* Exercise objective
Convert the material below into a two-column CSV with the header row instruction,points, giving one row for every instruction and the pin coordinates that follow it. Put each field in double quotes and replace any line breaks within a field with spaces.
════════
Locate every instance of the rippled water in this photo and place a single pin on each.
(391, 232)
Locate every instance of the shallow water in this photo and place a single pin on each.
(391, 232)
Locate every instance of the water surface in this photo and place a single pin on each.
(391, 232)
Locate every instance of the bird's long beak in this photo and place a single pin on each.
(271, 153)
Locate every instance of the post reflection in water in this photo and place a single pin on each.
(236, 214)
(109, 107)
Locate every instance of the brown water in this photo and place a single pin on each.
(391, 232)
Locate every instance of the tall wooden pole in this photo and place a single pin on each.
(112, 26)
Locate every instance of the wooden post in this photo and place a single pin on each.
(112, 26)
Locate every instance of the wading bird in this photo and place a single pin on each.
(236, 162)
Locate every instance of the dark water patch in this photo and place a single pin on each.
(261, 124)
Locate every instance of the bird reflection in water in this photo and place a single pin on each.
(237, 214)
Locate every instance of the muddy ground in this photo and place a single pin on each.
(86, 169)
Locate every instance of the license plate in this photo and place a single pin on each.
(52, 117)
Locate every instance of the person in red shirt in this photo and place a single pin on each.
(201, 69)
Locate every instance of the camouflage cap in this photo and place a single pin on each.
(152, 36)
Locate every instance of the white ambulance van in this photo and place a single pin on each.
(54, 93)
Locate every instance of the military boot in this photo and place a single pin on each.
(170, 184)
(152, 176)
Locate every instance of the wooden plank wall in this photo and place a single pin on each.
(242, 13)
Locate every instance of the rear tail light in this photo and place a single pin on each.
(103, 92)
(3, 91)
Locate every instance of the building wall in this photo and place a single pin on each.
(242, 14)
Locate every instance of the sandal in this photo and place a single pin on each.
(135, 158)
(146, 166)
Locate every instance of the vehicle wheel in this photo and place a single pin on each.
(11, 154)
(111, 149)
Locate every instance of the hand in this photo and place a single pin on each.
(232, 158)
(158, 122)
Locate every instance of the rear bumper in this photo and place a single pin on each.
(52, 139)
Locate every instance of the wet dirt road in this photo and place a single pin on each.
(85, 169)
════════
* Response to this task
instruction,points
"Locate every instance of the rippled water in this photo and place a single pin on each.","(391, 232)"
"Locate every instance of the shallow water in this photo and place a single pin on each.","(391, 232)"
"Locate every instance of the water surface in this photo and place a single pin on each.","(391, 232)"
"Locate every instance of the bird's long beak in this photo and place a single pin on each.","(271, 153)"
"Locate every instance of the post reflection in water in this photo and place a single pin on each.","(236, 214) (109, 107)"
"Locate every instance of the brown water in this photo and place a single pin on each.","(391, 232)"
"Locate every instance of the tall wooden pole in this photo and place a single pin on each.","(112, 26)"
"Locate every instance of the wooden post in this photo and place a single pin on each.","(112, 26)"
"Locate every instance of the wading bird in this photo and place a single pin on each.","(236, 162)"
"Locate every instance of the dark water patch in this photo and place a single pin on each.","(261, 124)"
"Locate every instance of the bird reflection in water in this photo and place a single pin on each.","(237, 214)"
"Locate every instance of the muddy ground in this photo and place a single pin on each.","(86, 169)"
"Locate every instance of the license plate in this photo and place a single pin on each.","(52, 117)"
"Locate every instance of the person in red shirt in this photo and place a single pin on each.","(201, 69)"
"Locate every instance of the camouflage cap in this photo and place a single pin on each.","(152, 36)"
"Locate every instance of the white ambulance van in this photo and place a single pin on each.","(54, 93)"
"Locate every instance of the military boot in this photo and place a single pin on each.","(170, 184) (152, 176)"
"Locate every instance of the wooden plank wall in this photo and place a single pin on each.","(242, 13)"
"Locate every instance of the rear tail light in this photo and place a single pin on each.","(103, 92) (3, 91)"
"Locate every instance of the building wall in this photo and place a single pin on each.","(242, 14)"
"Locate every instance of the sandal in this photo and place a single pin on each.","(135, 158) (146, 166)"
"Locate every instance of the vehicle wheel in this photo and place a single pin on each.","(11, 154) (111, 149)"
"Locate every instance of the hand in this photo and place a single pin on each.","(232, 158) (158, 122)"
"Locate every instance of the rear bumper in this photo and place a single pin on each.","(52, 139)"
"Locate every instance of the wet dirt road in this photo and place a single pin on each.","(85, 169)"